Copy all of the material below, line for line.

++++++++

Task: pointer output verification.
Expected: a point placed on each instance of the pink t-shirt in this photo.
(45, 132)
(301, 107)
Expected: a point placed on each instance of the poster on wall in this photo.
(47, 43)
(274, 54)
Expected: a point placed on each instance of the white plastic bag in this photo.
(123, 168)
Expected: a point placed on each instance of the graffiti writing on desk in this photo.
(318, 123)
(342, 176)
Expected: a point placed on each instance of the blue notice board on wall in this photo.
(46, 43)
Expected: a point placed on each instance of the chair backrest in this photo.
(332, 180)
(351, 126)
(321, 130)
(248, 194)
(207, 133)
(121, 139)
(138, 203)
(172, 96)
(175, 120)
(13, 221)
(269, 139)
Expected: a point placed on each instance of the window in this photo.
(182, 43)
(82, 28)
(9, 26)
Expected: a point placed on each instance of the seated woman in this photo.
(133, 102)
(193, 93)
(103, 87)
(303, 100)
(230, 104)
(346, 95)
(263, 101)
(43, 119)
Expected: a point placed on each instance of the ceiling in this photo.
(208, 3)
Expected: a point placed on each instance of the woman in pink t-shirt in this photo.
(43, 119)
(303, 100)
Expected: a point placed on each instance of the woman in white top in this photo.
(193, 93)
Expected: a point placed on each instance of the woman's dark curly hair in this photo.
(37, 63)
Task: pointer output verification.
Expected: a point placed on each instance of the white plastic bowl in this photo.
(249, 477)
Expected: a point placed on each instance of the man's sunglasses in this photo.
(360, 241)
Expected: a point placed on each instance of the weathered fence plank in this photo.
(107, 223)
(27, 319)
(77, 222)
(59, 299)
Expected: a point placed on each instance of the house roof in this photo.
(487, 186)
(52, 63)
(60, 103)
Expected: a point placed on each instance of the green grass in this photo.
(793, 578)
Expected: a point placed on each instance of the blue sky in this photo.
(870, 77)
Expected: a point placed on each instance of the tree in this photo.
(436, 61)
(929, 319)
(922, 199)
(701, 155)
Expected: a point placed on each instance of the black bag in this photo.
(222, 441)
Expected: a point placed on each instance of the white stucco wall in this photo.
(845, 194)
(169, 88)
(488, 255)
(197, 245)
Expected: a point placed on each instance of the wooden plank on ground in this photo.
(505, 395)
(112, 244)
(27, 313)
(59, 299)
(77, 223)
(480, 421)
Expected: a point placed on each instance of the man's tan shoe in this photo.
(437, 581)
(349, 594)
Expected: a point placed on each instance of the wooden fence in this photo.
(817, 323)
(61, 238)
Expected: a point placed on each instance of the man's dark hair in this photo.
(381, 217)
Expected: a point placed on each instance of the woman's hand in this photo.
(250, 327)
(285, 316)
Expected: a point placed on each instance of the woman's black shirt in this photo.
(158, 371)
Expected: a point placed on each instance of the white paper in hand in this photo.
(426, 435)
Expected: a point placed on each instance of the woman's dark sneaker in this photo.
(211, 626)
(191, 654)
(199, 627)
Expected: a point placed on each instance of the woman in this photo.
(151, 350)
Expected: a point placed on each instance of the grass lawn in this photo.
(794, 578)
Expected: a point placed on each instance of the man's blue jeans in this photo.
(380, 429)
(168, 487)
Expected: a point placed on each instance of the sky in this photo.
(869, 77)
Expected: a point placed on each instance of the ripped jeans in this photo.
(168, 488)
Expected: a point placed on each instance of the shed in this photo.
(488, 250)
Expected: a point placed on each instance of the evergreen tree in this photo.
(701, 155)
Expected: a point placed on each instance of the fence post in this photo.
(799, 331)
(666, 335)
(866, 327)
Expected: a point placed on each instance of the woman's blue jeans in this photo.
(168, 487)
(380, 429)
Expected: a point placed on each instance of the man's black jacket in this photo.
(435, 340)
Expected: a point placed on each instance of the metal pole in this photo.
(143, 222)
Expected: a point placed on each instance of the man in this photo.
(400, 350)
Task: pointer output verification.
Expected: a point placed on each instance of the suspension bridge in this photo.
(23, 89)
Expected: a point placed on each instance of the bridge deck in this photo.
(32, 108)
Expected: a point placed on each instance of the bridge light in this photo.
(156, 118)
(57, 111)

++++++++

* Answer for this exercise:
Task: pointer output verification.
Expected: a point placed on each instance of the pink t-shirt in this photo.
(45, 132)
(301, 107)
Expected: a point placed on each instance of the poster on wall in this photo.
(47, 43)
(274, 54)
Expected: a point placed on each instance of the white plastic bag in this photo.
(123, 168)
Expected: a point placed on each instance of the graffiti writing on desk in this photo.
(318, 123)
(342, 176)
Expected: a point placed on each instance of the blue notice board on wall in this photo.
(46, 43)
Expected: a point placed on each instance of the chair backrest in this photo.
(332, 180)
(351, 126)
(321, 130)
(248, 194)
(207, 133)
(121, 139)
(138, 203)
(172, 96)
(175, 120)
(13, 221)
(269, 139)
Expected: a point placed on each instance of the window in this photo.
(182, 43)
(82, 28)
(9, 26)
Expected: a point placed on each instance of the seated woman in this photo.
(133, 102)
(193, 93)
(103, 87)
(303, 100)
(230, 104)
(346, 95)
(263, 101)
(43, 119)
Expected: a point placed on each instance of the ceiling in this photo.
(208, 3)
Expected: a point placed on each instance of the woman in pink t-shirt in this photo.
(43, 119)
(303, 100)
Expected: a point placed on each instance of the woman in white top in this photo.
(193, 93)
Expected: a point placed on each instance of the woman's dark curly hair in this photo.
(37, 63)
Task: pointer output verification.
Expected: a point placed on each instance of the white plastic bowl in this photo.
(249, 477)
Expected: a point placed on each instance of the man's sunglasses in this photo.
(360, 241)
Expected: a point placed on each instance of the weathered fence plank in this photo.
(107, 223)
(27, 319)
(77, 222)
(59, 299)
Expected: a point placed on each instance of the house roof in this photo.
(487, 186)
(52, 63)
(60, 103)
Expected: a point placed on each instance of the green grass in this photo.
(793, 578)
Expected: a point placed on each instance of the blue sky in this photo.
(870, 77)
Expected: a point placed on each instance of the tree in this photo.
(436, 61)
(929, 319)
(922, 199)
(701, 155)
Expected: a point placed on each instance of the black bag in this photo.
(222, 441)
Expected: a point placed on each instance of the white stucco wall in this photo.
(845, 194)
(169, 88)
(488, 255)
(197, 245)
Expected: a point placed on each instance of the wooden plank on ground in this photo.
(505, 395)
(112, 244)
(27, 313)
(59, 299)
(77, 223)
(480, 421)
Expected: a point placed on each instance of the man's tan shoe in this photo.
(437, 581)
(349, 594)
Expected: a point placed on each instance of the wooden fence in this photo.
(817, 323)
(61, 238)
Expected: a point placed on each instance of the man's dark hair in this photo.
(381, 217)
Expected: a point placed on each instance of the woman's hand in this photo.
(250, 327)
(285, 316)
Expected: a point placed on each instance of the woman's black shirt in this photo.
(158, 371)
Expected: a point placed on each instance of the white paper in hand in this photo.
(426, 435)
Expected: a point placed on each instance of the woman's dark sneaker in this photo.
(211, 626)
(191, 654)
(199, 627)
Expected: a point placed on each instance of the woman in this photo.
(151, 350)
Expected: a point placed on each instance of the grass lawn in this photo.
(794, 578)
Expected: a point placed on each instance of the man's blue jeans in this photo.
(380, 429)
(168, 487)
Expected: a point placed on each instance of the sky in this photo.
(869, 77)
Expected: a point placed on each instance of the ripped jeans in this photo.
(168, 488)
Expected: a point placed on each instance of the shed in this photo.
(488, 250)
Expected: a point placed on each instance of the evergreen tree in this photo.
(701, 155)
Expected: a point placed on each instance of the fence post in this photo.
(799, 331)
(666, 335)
(866, 327)
Expected: a point placed on each instance of the woman's blue jeans in this photo.
(168, 487)
(380, 429)
Expected: a point placed on each instance of the man's black jacket in this photo.
(435, 340)
Expected: a point placed on each instance of the metal pole in this photo.
(143, 222)
Expected: a point placed on each instance of the man in this photo.
(400, 350)
Task: pointer output verification.
Expected: a point placed on each instance of the suspension bridge in this photo.
(23, 89)
Expected: a point placed on each instance of the bridge deck in this photo.
(32, 108)
Expected: a point placed on each instance of the bridge light in this photo.
(156, 118)
(57, 111)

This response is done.